(Stored records)
_ _ _

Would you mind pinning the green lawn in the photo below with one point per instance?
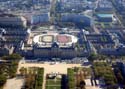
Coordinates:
(53, 87)
(53, 83)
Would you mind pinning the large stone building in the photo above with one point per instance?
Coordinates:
(54, 45)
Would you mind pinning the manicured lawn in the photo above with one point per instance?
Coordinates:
(53, 87)
(53, 83)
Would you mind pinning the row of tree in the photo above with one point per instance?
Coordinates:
(103, 71)
(8, 67)
(33, 77)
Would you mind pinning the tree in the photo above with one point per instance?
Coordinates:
(2, 79)
(13, 56)
(92, 57)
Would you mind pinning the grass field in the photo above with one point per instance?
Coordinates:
(53, 83)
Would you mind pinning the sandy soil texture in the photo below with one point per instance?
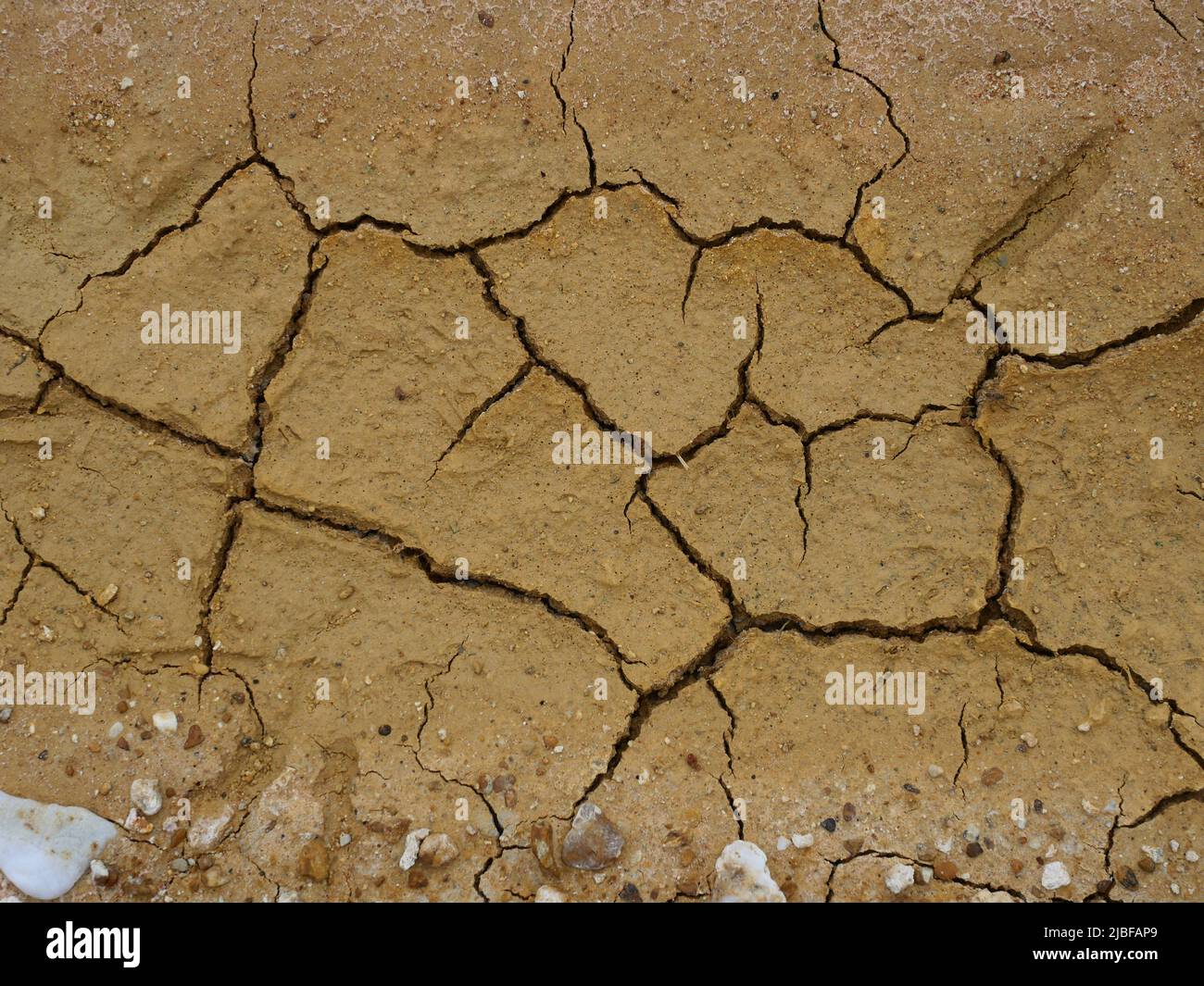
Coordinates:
(602, 450)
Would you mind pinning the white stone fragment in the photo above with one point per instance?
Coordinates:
(1054, 876)
(165, 721)
(46, 848)
(742, 877)
(145, 796)
(899, 878)
(413, 842)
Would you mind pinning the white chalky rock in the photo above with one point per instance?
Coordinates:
(1054, 876)
(46, 848)
(743, 877)
(206, 830)
(145, 796)
(165, 721)
(899, 878)
(413, 841)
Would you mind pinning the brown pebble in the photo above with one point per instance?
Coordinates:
(545, 846)
(992, 777)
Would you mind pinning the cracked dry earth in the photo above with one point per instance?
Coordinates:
(356, 632)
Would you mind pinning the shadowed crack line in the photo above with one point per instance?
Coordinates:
(36, 560)
(1169, 22)
(890, 117)
(445, 576)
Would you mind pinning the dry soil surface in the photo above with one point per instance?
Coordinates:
(886, 315)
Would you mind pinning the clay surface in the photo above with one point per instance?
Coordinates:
(669, 453)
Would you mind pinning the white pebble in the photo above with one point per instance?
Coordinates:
(413, 841)
(145, 796)
(165, 721)
(1054, 876)
(899, 878)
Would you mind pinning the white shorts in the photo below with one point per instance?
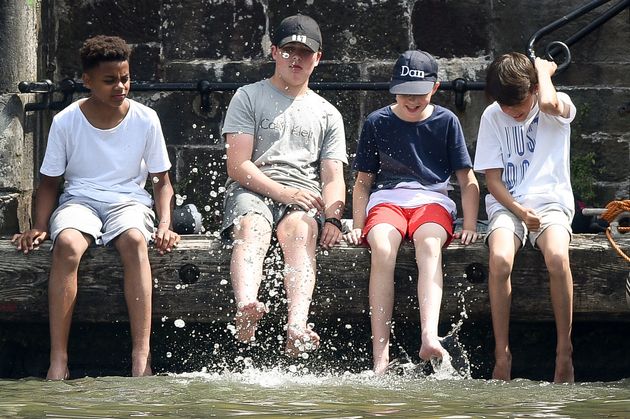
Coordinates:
(103, 221)
(551, 215)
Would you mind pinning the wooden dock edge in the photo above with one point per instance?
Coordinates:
(192, 283)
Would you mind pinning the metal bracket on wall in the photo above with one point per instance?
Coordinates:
(68, 87)
(563, 48)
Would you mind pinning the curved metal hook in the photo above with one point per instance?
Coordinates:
(552, 48)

_ _ _

Print only the lines from the line that contains "Would you mind pinning the white chalky" to the final line of the data, inclusive. Pictures stay out.

◆ **Output**:
Would you mind pinning the white chalky rock in the photo above with one point per instance?
Coordinates:
(1054, 876)
(46, 848)
(743, 877)
(206, 830)
(145, 796)
(165, 721)
(899, 878)
(413, 841)
Would you mind pinning the brown pebble in the photo above with one point per instance?
Coordinates:
(545, 846)
(992, 777)
Would you mind pinning the cracked dry earth in the photo above with one point per instance?
Coordinates:
(356, 632)
Would you mind pinning the shadowed crack line in the photo above with one point per instance?
Coordinates:
(36, 560)
(1169, 22)
(890, 117)
(445, 576)
Would you mind pinning the dry soil surface in the photo above with one point per instance?
Coordinates:
(886, 315)
Would you mind pinning the clay surface in the photo above with one point per instance?
Coordinates:
(669, 453)
Would you mind pinning the white pebble in the photo above with one point per instance?
Coordinates:
(413, 841)
(145, 796)
(165, 721)
(1054, 876)
(899, 878)
Would you mind pinning the white shorts in the photo below with one point per instance?
Coordinates:
(103, 221)
(551, 215)
Would you mind pinning the wooden dock edge in the photo above with one point per instance?
Coordinates:
(192, 283)
Would you mind pinning the metal bracket on wall in the photo above with one point per instance?
Coordinates:
(68, 87)
(563, 48)
Would you mind pinning the curved metal hook in the photo above with one point per instance?
Coordinates:
(552, 48)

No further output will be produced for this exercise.